EXERCISE BRIEF: Each line of the material below should be reproduced exactly.

STORED ROWS:

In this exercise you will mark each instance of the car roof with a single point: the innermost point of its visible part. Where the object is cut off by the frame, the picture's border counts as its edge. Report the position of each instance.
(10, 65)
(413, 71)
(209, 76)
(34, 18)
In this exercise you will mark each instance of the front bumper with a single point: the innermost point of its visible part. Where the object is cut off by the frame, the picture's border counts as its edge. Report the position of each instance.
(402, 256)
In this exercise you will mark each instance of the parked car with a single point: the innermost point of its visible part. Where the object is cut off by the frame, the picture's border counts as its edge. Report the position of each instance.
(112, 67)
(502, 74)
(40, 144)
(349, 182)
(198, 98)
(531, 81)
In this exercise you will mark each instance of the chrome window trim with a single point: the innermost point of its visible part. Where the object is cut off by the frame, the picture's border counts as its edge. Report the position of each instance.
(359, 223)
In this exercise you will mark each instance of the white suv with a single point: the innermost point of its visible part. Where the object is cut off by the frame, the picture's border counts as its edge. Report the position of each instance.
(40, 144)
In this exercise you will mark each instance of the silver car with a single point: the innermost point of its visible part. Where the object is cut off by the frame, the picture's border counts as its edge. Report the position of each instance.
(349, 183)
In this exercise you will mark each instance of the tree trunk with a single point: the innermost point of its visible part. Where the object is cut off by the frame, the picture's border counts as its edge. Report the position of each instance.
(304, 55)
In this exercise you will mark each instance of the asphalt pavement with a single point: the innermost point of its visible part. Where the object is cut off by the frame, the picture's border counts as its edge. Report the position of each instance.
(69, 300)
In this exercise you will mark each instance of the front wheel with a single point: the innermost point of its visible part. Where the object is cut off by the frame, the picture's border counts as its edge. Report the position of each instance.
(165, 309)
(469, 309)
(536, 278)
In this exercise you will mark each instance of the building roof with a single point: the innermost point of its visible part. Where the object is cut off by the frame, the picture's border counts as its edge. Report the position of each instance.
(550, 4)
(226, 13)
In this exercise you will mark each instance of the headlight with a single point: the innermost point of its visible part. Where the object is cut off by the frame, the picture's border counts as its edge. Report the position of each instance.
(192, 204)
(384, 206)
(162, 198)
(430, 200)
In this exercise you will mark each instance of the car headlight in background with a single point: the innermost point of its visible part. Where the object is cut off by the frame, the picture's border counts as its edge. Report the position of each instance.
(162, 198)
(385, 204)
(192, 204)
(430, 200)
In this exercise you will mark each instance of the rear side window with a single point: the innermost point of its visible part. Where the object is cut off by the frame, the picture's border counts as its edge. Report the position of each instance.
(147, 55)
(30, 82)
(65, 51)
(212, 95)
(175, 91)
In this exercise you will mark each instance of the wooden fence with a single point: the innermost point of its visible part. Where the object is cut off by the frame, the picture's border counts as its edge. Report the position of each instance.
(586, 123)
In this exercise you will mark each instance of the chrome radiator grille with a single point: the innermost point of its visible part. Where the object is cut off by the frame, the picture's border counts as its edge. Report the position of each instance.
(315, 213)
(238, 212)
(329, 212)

SOLUTION TO THIS EXERCISE:
In this exercise you will mark each instance of the car roof with a single point: the innermost point of its visible part. Where the object is cut off by the frame, the picture's border counts as its edge. Report the position of each instance.
(10, 65)
(413, 71)
(209, 76)
(34, 18)
In this exercise you will mark each instance of the front bumper with a single point: the innermost point of its visible part. Where the object is cut off by the frame, the picture's border counts as its edge. Report the position of each instance.
(402, 256)
In this exercise you will mark each instance of the parked car with a single point: the innermost point of its visible part. Where the object is cut off by the frame, the picture's border counts as its edge. Report the position of each instance.
(112, 67)
(502, 74)
(40, 144)
(349, 182)
(198, 98)
(531, 81)
In this exercise you will mark each instance of the chrome window trim with a single point: the innermost point of its visible part. Where the object is cut off by the frame, the picture's border counts as its edge. Report the position of each instance.
(359, 223)
In this exercise you will mark each instance of the white suv with a single point: the innermost point of its visible part. Where the object is cut off by the frame, the picture's border counts as its edge. Report the position of each instance.
(40, 144)
In this exercise you will mark each instance of the silver car with a single point: the innermost point of its visible part. Where the object is cut off by the frame, the picture's border counts as its edge. Report the position of each instance.
(349, 183)
In this exercise you will mark each instance of the tree trunk with a single point: the innermost point of its visible part. Where the object is cut off by the frame, the picture's border counts as its edge. Report the position of each instance.
(304, 55)
In this exercise you will mark each instance of the asphalt pavement with a single point: the innermost point of its visible part. Where the object is cut off by the frame, the picture's border counts as its edge. Report the position of each instance.
(69, 300)
In this exercise you will mark each instance of the front wheel with a single point: the innermost point of its visible part. Where the object is cut off by the frame, the picture's border counts as its edge. Report the position of each instance.
(165, 309)
(469, 309)
(536, 278)
In this exercise you will mark each instance of the building roof with a single point: the innermost point of its visible part. Where the object is cut off by the frame, the picture's border counts as its edge. Report the position of each instance.
(550, 4)
(226, 13)
In this exercise you will mark each instance of the headlight with a single point: the innermost point of its visible part. Where the object is cut off by the frame, the picture's border counts as its edge. Report the position of each instance.
(192, 204)
(384, 206)
(162, 198)
(430, 200)
In this exercise you will mark each instance of the car headlight in background with a single point: the innermost point of its visible part. Where the object is cut off by the frame, the picture's border counts as its edge. Report the position of each instance.
(162, 198)
(385, 204)
(192, 204)
(430, 200)
In this exercise you will mark each instance of the rear side window with a single point: the innermost point of its visible part. Where the object is cut off by the frame, the picture's border counts as its edge. Report the position of each instance.
(147, 55)
(30, 82)
(65, 51)
(212, 95)
(175, 91)
In this exercise you will mark each instance of the wooden fence with a single point: the innermost point of its visible part. Where the object is cut off by the frame, the picture's border counts as its edge. Report the position of each instance.
(586, 123)
In this exercise you will mark each instance of the chrome radiator grille with a single point: the innermost point of its visible part. Where the object is cut off by the frame, the picture's border counts as its edge. Report the position of each instance.
(315, 213)
(238, 212)
(329, 212)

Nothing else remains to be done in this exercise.